:: Extrait ::

Des « marchands ambulants » profitent aussi de la situation en raflant tout dans les magasins très tôt le matin et les revendent beaucoup plus cher dans la rue [16], ce qui contribue également à aggraver l’inflation et les photos de rayons vides. C’est pour cette raison, du moins officiellement, que le gouvernement a mis en place une « carte d’approvisionnement assuré » (qui n’est pas obligatoire) depuis le mois d’avril, il s’agit de « lutter contre la contrebande et la spéculation » en limitant le nombre d’achats par personne.

Le contrôle du change en place depuis 10 ans a alimenté un marché noir des devises, aujourd’hui un immense fossé sépare le taux de change officiel du taux officieux.
De ce fait beaucoup de commerçants fixent leur prix selon le taux de change officieux, qui est 9 fois plus élevé que l’officiel aujourd’hui. En effet le journal Le Figaro du 5 décembre 2013, pourtant peu soupçonnable de chavisme écrit :

« Personne ne nie que certains commerçants aient exagéré leurs prix, en les fixant par rapport au taux de change officieux et non officiel. Les inspections ont ainsi relevé des marges de plus de 1 000 %. Même le président du syndicat patronal Fedecamaras, Jorge Roig, admet que «des commerçants ont abusé». [17]»

Gregory Wilpert, rédacteur en chef de Venezuelaanalysis, écrit en novembre 2013 : « Le gouffre de plus en plus profond entre le taux de change officiel et son pendant sur le terrain cause de lourds dégâts dans la société. Il n’est pas rare que les produits subventionnés par l’Etat — principalement des denrées alimentaires — atterrissent en contrebande dans les pays voisins. Les habitants des zones frontalières voient régulièrement défiler des camions remplis de lait, d’huile ou de riz qui vont décharger leur cargaison en Colombie, au Brésil ou au Guyana. Les douaniers ferment les yeux. Entre le prix de ces denrées au Venezuela et les tarifs auxquels elles se négocient de l’autre côté de la frontière, la marge est confortable, et permet aux trafiquants de s’assurer la bienveillance des fonctionnaires. Et tant pis si les pénuries redoublent à l’intérieur du pays. »

Les remèdes

L’« expérience » vénézuélienne nous montre qu’on ne peut pas réformer le capitalisme.

Selon l’économiste vénézuélien Nadesda Muñoz, au vu des sommes consacrées aux importations alimentaires, il ne devrait pas y avoir de pénuries, ou du moins pas autant. La tragédie est que ces importations ne parviennent pas aux étagères, n’existent pas, sont détournées ou sont totalement frauduleuses. La production agricole, fragmenté en milliers de petits capitalistes, a en effet gravement décliné, ses exportations ont chuté de quelque 90% entre 1999 et 2012. C’est pour cette raison que l’économiste préconise la création de ce qu’il appelle le CENAGRO, organisme d’Etat chargé de centraliser une grande partie de la production agricole et le processus agro-industriel afin de permettre son développement harmonieux et d’y investir d’importantes sommes couplé d’une haute technologie dans le but d’atteindre l’auto-suffisance alimentaire.

:::
:: Données ::

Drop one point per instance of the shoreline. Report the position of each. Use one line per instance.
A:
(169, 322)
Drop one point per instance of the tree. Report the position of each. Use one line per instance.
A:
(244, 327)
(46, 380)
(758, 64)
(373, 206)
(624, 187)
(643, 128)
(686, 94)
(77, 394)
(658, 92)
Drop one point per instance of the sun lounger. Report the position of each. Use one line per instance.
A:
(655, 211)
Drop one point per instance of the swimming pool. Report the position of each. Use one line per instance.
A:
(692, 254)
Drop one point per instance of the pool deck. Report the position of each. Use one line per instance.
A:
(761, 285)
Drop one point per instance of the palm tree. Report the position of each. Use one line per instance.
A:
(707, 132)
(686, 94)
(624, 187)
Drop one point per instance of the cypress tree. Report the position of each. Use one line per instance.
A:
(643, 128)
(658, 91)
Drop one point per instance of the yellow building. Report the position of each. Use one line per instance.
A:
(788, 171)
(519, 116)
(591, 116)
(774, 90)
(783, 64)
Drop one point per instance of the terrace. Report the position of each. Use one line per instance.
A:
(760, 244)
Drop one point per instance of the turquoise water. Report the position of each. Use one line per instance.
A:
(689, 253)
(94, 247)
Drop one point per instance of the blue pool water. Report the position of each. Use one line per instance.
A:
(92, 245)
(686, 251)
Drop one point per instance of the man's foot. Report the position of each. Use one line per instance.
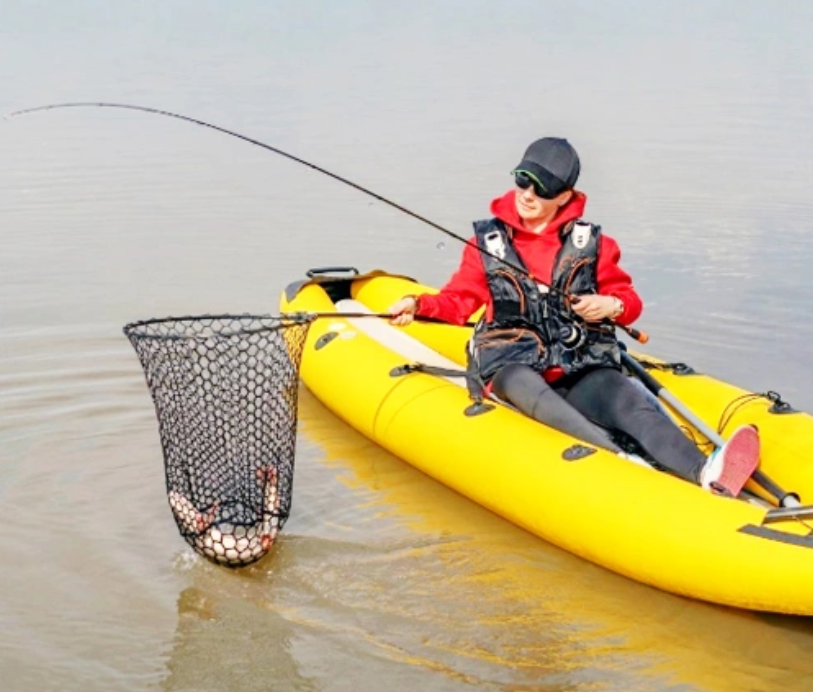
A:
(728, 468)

:::

(Consigne): D'après l'extrait sur le Venezuela, combien de fois le taux de change officieux est-il plus élevé que le taux officiel ?

(Corrigé): Il est 9 fois plus élevé que le taux officiel.